* **INPUT DATA**:
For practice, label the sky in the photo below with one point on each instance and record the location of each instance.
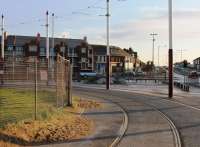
(131, 23)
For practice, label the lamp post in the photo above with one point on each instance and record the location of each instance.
(170, 94)
(108, 50)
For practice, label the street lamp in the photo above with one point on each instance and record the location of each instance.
(170, 94)
(159, 53)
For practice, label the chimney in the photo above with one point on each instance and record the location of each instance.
(85, 39)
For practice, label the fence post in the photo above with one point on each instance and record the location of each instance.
(27, 72)
(35, 88)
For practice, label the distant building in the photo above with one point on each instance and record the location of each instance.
(76, 50)
(196, 63)
(83, 56)
(121, 61)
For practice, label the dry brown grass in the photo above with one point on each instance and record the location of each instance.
(5, 144)
(88, 104)
(60, 128)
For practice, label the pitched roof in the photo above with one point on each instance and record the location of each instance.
(21, 40)
(115, 51)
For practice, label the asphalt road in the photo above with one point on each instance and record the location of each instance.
(146, 126)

* **WORK TO DO**: Put each line of the data above into a JSON list of strings, one string per line, leaving out blank lines and the pictures.

* **RESPONSE BELOW**:
[
  "For practice, label the sky in the photo below with one point on each instance and record the location of each instance.",
  "(131, 23)",
  "For practice, label the lamp post in the photo above with one point on each instance and record the location of each instance.",
  "(170, 94)",
  "(108, 50)",
  "For practice, label the street lamp in the photo above with one point on each instance and record the location of each instance.",
  "(170, 94)",
  "(159, 53)",
  "For practice, label the chimney in the photo above with one point on each instance and record the location of each instance.",
  "(85, 39)",
  "For practice, label the fence post in the photo above with one point on each instance and record the location of each instance.",
  "(27, 72)",
  "(35, 88)",
  "For practice, label the distant building in the photo above with one point on each instance and record the location of each instance.",
  "(76, 50)",
  "(196, 63)",
  "(83, 56)",
  "(121, 61)",
  "For practice, label the dry brown grass in the photo above with one point on each instance and record the location of each instance.",
  "(5, 144)",
  "(88, 104)",
  "(60, 128)",
  "For practice, label the pitched roof in the photo above with one point on each instance and record the location of each instance.",
  "(21, 40)",
  "(115, 51)",
  "For practice, label the asphalt road in the photo above with one point on each instance and record the location of each instance.",
  "(146, 126)"
]